WORK REQUIRED:
Give every entry again, word for word and in full.

ENTRIES SHOWN:
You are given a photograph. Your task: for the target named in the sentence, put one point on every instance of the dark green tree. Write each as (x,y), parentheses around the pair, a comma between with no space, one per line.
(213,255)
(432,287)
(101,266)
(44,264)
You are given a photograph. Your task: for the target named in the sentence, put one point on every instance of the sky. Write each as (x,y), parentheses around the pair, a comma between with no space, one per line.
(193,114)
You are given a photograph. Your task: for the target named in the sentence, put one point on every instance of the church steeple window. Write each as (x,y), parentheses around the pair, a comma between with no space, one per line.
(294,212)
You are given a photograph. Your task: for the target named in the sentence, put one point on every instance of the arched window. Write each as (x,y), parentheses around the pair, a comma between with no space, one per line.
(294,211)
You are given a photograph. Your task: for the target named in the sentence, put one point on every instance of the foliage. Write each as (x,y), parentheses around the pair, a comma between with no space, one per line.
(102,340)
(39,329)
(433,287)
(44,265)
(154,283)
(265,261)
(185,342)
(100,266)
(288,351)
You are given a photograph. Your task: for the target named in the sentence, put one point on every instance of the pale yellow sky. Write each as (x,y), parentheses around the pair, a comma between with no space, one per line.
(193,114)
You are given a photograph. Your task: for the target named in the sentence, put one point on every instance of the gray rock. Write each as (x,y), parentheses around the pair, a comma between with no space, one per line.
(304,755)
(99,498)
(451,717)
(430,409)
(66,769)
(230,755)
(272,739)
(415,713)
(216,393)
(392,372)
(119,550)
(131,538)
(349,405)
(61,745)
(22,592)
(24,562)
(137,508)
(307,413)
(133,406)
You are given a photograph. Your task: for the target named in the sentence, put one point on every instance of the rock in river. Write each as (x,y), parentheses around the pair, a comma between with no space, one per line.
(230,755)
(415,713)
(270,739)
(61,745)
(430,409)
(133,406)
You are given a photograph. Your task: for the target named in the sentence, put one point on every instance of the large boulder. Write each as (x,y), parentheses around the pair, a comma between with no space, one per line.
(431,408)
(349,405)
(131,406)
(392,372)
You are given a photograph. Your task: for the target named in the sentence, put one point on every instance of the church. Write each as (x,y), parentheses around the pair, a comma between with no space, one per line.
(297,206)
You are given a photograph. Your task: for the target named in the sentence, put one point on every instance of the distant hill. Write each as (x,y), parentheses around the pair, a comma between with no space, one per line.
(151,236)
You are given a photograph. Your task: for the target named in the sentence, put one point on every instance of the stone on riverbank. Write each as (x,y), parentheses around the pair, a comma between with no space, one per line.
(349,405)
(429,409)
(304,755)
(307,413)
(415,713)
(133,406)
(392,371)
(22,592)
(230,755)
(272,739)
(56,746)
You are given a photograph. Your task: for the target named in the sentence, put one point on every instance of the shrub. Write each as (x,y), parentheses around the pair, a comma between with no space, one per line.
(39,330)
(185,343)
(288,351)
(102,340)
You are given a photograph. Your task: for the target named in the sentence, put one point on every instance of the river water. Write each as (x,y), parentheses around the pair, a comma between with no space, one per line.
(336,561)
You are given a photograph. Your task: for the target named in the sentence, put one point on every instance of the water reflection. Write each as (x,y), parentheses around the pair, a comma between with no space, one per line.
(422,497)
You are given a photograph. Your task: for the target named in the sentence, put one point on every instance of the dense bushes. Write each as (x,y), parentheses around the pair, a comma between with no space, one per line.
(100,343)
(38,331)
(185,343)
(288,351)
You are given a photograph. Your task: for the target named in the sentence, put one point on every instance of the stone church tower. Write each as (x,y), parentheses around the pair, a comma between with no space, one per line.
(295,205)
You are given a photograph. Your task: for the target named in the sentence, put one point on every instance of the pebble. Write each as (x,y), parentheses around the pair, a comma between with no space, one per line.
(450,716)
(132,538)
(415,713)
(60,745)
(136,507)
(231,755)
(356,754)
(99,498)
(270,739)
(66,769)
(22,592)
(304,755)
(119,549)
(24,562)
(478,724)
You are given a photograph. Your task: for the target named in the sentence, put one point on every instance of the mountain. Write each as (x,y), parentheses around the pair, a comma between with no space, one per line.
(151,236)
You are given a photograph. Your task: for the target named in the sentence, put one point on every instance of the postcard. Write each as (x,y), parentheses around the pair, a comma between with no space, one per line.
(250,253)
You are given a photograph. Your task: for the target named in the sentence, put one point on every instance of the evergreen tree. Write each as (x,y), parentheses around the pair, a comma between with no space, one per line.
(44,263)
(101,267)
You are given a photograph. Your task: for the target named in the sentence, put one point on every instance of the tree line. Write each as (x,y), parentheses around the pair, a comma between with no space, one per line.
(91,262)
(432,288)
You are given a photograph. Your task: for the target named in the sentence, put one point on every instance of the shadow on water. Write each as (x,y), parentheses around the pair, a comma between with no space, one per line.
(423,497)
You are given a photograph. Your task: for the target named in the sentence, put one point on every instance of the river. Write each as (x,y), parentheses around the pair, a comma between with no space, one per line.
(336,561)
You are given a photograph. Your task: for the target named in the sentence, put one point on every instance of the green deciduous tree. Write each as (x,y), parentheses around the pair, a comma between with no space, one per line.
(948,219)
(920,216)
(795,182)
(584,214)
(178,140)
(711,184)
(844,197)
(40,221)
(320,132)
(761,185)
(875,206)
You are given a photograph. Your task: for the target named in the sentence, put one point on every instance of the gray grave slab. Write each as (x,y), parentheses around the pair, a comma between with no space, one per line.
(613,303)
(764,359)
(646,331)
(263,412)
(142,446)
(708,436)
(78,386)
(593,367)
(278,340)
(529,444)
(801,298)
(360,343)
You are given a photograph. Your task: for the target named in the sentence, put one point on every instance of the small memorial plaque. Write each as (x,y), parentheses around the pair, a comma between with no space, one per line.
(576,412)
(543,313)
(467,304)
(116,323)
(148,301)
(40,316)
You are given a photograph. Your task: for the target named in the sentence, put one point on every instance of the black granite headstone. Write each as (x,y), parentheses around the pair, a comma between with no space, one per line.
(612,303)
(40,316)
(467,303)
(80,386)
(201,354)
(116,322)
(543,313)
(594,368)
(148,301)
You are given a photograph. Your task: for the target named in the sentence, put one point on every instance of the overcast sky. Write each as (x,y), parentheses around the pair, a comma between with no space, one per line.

THE SOLUTION:
You are given a photograph. Your task: for the target named in the sentence, put one point on every instance of the dark green tree. Write each as (x,y), parentheses around the pair, a comma between with no space, one per line.
(213,255)
(432,287)
(101,266)
(44,264)
You are given a photograph. Your task: for the target named in the sentence, put one point on every instance of the sky. Write each as (x,y), parentheses around the pair, a comma between with no space, one per line.
(193,114)
You are given a photograph. Your task: for the target named in the sentence, put one point on every instance of the church steeple window. Write each as (x,y), parentheses around the pair, a comma between with no space, one per line.
(294,212)
You are given a photograph. Your task: for the target named in the sentence, put one point on every instance of the arched window. Write each as (x,y), parentheses around the pair, a comma between with no space, one per line.
(294,211)
You are given a photograph. Your task: for the target named in the sentence, put one point on every instance of the foliage. Write each as (x,y), parentheses around the pair, a comma between with no space, one per line.
(102,340)
(39,329)
(433,287)
(44,265)
(154,283)
(265,261)
(185,342)
(100,266)
(288,351)
You are given a photograph. Your task: for the target named in the sentence, put one point on every instance of the pale yellow sky. Write each as (x,y), parentheses around the pair, a comma between with no space, one per line.
(193,114)
You are given a photograph. Your task: for the target named in the sentence, put one point on every instance of the gray rock. Write each as (x,y), parentheses around the pair, a comma between with no space, one per line.
(304,755)
(99,498)
(451,717)
(430,409)
(66,769)
(230,755)
(272,739)
(415,713)
(216,393)
(392,372)
(119,550)
(131,538)
(349,405)
(61,745)
(22,592)
(24,562)
(137,508)
(307,413)
(133,406)
You are given a photograph. Your task: for the target named in the sentence, put one point on every instance of the rock in river. Write each as (x,y), parentheses around the pair, a comma between with no space, one per line.
(230,755)
(415,713)
(270,739)
(61,745)
(430,409)
(133,406)
You are given a photograph. Your task: for the target named in the sentence, put one point on every instance of the large boulder. Write each as (x,y), parentheses around the pair, a comma between with no space, one per line.
(431,408)
(349,405)
(131,406)
(392,372)
You are given a photograph. Your task: for the target named in the sentence, put one point on every instance of the church. Write each as (x,y), parentheses around the pair, a comma between with no space, one per line.
(297,206)
You are given a photograph. Your task: for the target named in the sentence, put one point on every instance of the distant hill. Write each as (x,y), parentheses around the pair, a comma between with no space, one per line.
(151,236)
You are given a photograph. Your task: for the target named in the sentence, put one point on every instance of the stone on riverbank. Write each as (x,y), parentheses around the pair, a comma between with no space, one per line.
(349,405)
(429,409)
(304,755)
(307,413)
(415,713)
(133,406)
(392,371)
(22,592)
(230,755)
(272,739)
(56,746)
You are given a photograph. Your task: for the target named in the sentence, put one point on every instance of the shrub. Write each as (x,y), parentheses around the pair, a comma between with no space, one per line.
(39,330)
(185,343)
(288,351)
(102,340)
You are given a photograph. Your task: for the target named in the sentence, put one point on every instance of the river water. Write each as (x,y), parentheses around the pair, a comma between with no space, one per line.
(336,561)
You are given a photograph. Your task: for the target named in the sentence, put one point on every instance of the water reflection. Write each as (x,y), parentheses around the pair, a comma between with no space, one per line.
(422,497)
You are given a photograph. Your task: for the target named in the sentence, put one point on every instance of the dense bushes. Write each as (x,y), parentheses around the pair, a comma between with no space, one per line.
(100,343)
(38,331)
(185,343)
(288,351)
You are given a photograph. Your task: for the target named in the sentence, put one point on every instance of the stone church tower. Write each as (x,y), parentheses around the pair, a comma between with no space, one per line.
(295,205)
You are given a photograph. Your task: for the target named in the sentence, put one point on every instance of the pebble. Write each as (x,y), parentheses around the pair, a comma between with no space, one per line.
(450,716)
(132,538)
(415,713)
(60,745)
(136,507)
(231,755)
(356,754)
(99,498)
(270,739)
(66,769)
(22,592)
(304,755)
(119,549)
(24,562)
(478,724)
You are given a photograph. Your task: for the target named in the sentence, put one point on every instance of the mountain. Write each as (x,y), parentheses around the pair, a comma between with no space, one per line.
(151,236)
You are given a photograph. Your task: for the target named in the sentence, put one point on every instance of the postcard. Write each as (x,y), parentheses around the pair, a comma between with no space, one per line.
(250,253)
You are given a photograph. Your task: for the target named in the sentence, put one point on every instance of the evergreen tree. Write each as (x,y), parentheses around the pair, a comma between with no space, one per line.
(44,263)
(101,267)
You are given a photograph. Your task: for the target named in the sentence, put one point on every instance of the tree line. Write each as (x,y), parentheses around the pair, a comma between with no space, one per line.
(91,262)
(432,288)
You are given a photograph. Your task: for the target named in the sentence, put one point on every instance of the shadow on water. Write each as (x,y), parentheses around the pair, a comma between with no space, one per line.
(423,497)
You are given a photograph. Your task: for the target named in the sentence, put one point on every instance of the river. Write each as (x,y), parentheses around the pair, a comma between with no space, one per line.
(336,561)
You are given a photograph. Your task: for the target named in the sentence, put one point on every instance of the green deciduous tree. Write each as (x,y), parentheses around the pair, a comma between with no space, one per line.
(948,219)
(920,216)
(795,182)
(584,214)
(178,140)
(711,184)
(844,197)
(40,221)
(320,132)
(761,185)
(875,206)
You are given a photograph. Your task: for the target named in the sentence, put one point on every instance of the gray grave slab. Write each as (x,y), parentheses around the pair, a comma between with no space, one per line.
(613,303)
(764,359)
(646,331)
(263,412)
(142,446)
(708,436)
(78,386)
(593,367)
(278,340)
(529,444)
(801,298)
(360,343)
You are given a photograph. Your task: for the target named in the sentence, put one point on every instance of the small memorial plaque. Write each as (x,y), parentheses around the pair, a comma between with no space, one per line.
(576,412)
(543,313)
(467,304)
(116,323)
(148,301)
(40,316)
You are given a photograph. Your task: for the target named in the sentence, put one point on every instance of the black granite headstone. Write each as (x,y), parentheses around the pair, a comma between with no space, one per line.
(612,303)
(40,316)
(467,303)
(80,386)
(201,354)
(116,322)
(543,313)
(594,368)
(148,301)
You are given a photograph. Your task: for the target named in the sentence, put one point on every instance of the overcast sky. Write each as (x,y), parentheses around the pair, a comma between with no space, one per line.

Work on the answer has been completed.